» **GIVEN INFORMATION**:
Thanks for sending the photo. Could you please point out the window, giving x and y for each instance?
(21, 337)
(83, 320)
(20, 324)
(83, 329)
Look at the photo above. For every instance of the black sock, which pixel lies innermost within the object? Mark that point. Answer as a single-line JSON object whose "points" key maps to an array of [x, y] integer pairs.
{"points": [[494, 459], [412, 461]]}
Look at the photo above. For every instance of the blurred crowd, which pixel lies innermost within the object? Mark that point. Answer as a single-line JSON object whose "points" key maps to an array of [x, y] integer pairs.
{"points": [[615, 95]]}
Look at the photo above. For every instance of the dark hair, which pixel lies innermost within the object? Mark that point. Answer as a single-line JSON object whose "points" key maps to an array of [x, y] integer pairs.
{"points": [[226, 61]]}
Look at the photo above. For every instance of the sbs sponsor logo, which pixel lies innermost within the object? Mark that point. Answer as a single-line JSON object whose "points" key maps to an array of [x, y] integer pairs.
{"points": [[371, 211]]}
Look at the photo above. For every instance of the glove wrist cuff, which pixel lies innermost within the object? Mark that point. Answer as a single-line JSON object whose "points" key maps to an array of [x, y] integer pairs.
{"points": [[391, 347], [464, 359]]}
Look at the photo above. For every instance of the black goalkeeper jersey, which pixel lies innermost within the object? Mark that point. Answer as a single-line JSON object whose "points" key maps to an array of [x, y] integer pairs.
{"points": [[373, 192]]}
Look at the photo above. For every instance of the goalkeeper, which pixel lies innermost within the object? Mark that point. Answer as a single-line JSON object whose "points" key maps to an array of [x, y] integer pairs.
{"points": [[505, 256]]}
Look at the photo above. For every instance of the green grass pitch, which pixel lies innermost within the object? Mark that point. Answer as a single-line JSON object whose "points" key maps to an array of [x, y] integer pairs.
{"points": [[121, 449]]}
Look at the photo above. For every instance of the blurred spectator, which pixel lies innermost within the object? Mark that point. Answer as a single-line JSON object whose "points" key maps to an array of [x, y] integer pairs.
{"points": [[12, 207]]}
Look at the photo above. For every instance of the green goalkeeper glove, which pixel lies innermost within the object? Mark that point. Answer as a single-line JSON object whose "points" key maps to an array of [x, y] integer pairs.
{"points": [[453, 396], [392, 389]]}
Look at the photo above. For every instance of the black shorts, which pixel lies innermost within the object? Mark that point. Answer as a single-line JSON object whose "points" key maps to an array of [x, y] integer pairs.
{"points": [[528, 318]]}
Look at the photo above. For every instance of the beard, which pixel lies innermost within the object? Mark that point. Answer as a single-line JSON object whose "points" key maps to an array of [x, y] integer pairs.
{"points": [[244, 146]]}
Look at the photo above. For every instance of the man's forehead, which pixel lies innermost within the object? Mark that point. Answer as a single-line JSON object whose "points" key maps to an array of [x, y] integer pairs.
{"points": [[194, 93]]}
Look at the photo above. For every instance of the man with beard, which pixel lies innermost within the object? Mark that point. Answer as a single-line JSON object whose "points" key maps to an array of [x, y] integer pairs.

» **TASK DESCRIPTION**: Take the line that contains "Look at the photo above. For every instance of the man's" and each line after it down to the last of the records, and retype them exactly; add nothing else.

» **RESPONSE TO THIS TASK**:
Look at the photo above. For every instance of the man's forehead, which pixel lies innermost within the object? Mark that point. Answer as a single-line JSON object whose "points" key maps to an array of [x, y] integer pairs.
{"points": [[194, 93]]}
Look at the photo above. For every instance of the man with beard, which pixel lies innermost within the object? Mark that point. Answer as a single-line JSON object whose "points" key maps to an array of [x, y] integer pairs.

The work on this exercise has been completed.